(Travail demandé): Recopiez mot pour mot le passage de l'article sur le GPSO qui va de « Tout va bien » jusqu'à « et leurs biens. » inclus.

(Texte fourni):
#####

Tout va bien dormez braves gens
Il y a quelques siècles les hommes du guet lançaient cette litanie pour rassurer, sans convaincre, les citadins qui craignaient pour leur vie et leurs biens.
Aujourd’hui l’actualité vient souvent relancer cette communication laudative pour que le citoyen ne s’éveille pas aux vrais problèmes de notre société et réclame aux élus l’écoute et le respect de leurs mandants.
Réseau Ferré de France (RFF) procède de cette technique qui confine à la propagande et au mensonge par omission.
Prenons pour exemple la dernière Lettre d’Information (°16) diffusée par RFF en janvier 2014 et faisons en un décryptage.
Au-delà du ton de « confiance » et « concertation » qu’illustre une nouvelle fois cette Lettre relevons quelques points qui montrent que le GPSO n’est pas le projet souhaité et attendu par la majorité des citoyens.
Rappelons que certains grands élus, dont Alain Rousset en tête, imaginaient que les LGV du GPSO suivraient de près la LGV Tours-Bordeaux.
C’était sans juger de la crise économique et financière qui frappe le monde, et plus particulièrement la France, depuis 2007.
C’est ce qui a conduit le ministre des transports, Frédéric Cuvillier, à installer fin 2012 la Commission Mobilité 21 pour déconstruire le Schéma National d’Infrastructures de Transports (SNIT), vaste énumération d’infrastructures routières, ferroviaires, fluviales estimées à 245 milliards d’euros mais sans aucune source de financement actée.

#####

Entrées issues d'un jeu de données de pointage
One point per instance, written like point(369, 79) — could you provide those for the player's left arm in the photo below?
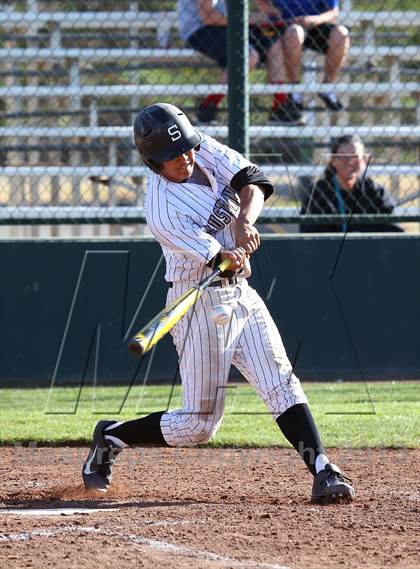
point(246, 234)
point(253, 189)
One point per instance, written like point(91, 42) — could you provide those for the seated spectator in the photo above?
point(345, 189)
point(309, 24)
point(203, 26)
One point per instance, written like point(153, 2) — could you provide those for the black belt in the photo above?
point(220, 282)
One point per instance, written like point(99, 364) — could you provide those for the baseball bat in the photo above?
point(154, 330)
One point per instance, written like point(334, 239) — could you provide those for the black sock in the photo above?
point(298, 426)
point(140, 431)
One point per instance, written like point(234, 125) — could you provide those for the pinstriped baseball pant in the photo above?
point(251, 342)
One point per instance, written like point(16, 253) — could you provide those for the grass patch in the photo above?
point(379, 414)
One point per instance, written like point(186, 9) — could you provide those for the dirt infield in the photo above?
point(208, 508)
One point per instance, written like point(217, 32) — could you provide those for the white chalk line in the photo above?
point(156, 544)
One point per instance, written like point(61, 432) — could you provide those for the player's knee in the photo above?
point(294, 34)
point(253, 58)
point(340, 36)
point(202, 428)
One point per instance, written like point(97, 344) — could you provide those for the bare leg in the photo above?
point(293, 39)
point(338, 47)
point(275, 64)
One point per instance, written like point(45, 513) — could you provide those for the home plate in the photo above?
point(55, 511)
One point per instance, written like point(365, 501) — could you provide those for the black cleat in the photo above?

#####

(Réponse attendue):
Tout va bien dormez braves gens
Il y a quelques siècles les hommes du guet lançaient cette litanie pour rassurer, sans convaincre, les citadins qui craignaient pour leur vie et leurs biens.